* _ABOUT THIS TASK_
A word-for-word copy of the entries is the only acceptable reply.

(Dataset entries)
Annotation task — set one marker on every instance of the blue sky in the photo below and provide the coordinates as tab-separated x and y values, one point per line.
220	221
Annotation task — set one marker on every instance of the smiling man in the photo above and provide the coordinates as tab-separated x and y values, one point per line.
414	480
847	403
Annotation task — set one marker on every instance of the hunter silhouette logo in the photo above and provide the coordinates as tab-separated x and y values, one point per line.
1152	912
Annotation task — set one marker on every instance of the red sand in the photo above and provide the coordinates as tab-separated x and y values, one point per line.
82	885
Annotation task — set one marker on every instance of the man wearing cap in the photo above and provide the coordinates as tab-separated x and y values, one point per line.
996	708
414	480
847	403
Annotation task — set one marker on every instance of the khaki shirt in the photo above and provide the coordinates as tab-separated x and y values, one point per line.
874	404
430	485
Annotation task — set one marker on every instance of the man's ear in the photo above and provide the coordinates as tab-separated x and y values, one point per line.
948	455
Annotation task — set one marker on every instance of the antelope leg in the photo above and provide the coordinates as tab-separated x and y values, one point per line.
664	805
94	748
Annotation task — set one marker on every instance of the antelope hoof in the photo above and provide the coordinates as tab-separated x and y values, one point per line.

* _RESULT FOR THIS TASK_
Annotation task — set one marker on every instance of the blue sky in the photo below and provide the coordinates as tab-separated x and y values, one point per line.
220	221
Annotation task — set one marker on every instance of the smiling man in the photo above and provide the coordinates as tab-separated x and y values, one point per line.
414	480
847	403
Annotation task — set one marker on every instance of the hunter silhouette logo in the photo above and provide the coordinates as tab-separated x and y values, one point per line.
1152	912
Annotation task — set one marker on every instance of the red sand in the photo above and provide the coordinates as tab-separated x and y values, one point per line.
82	885
Annotation task — set one marker on every instance of the man wearing cap in the photo above and provide the coordinates as tab-separated x and y values, one point per line.
996	708
414	480
847	403
Annotation task — set one marker on every instance of the khaki shirt in the photo above and provide the coordinates as tab-separated x and y values, one point per line.
874	404
430	485
Annotation task — set one marker on every instance of the man's ear in the photo above and provide the coordinates as tab-separated x and y values, one point per line.
948	455
Annotation task — set one marker on every instance of the antelope leg in the photo above and provide the coordinates as tab-separated x and y values, one point per line.
664	805
94	748
Annotation task — set one marker on every instance of the antelope hoof in the photo above and provide the coordinates as tab-separated x and y values, one point per line.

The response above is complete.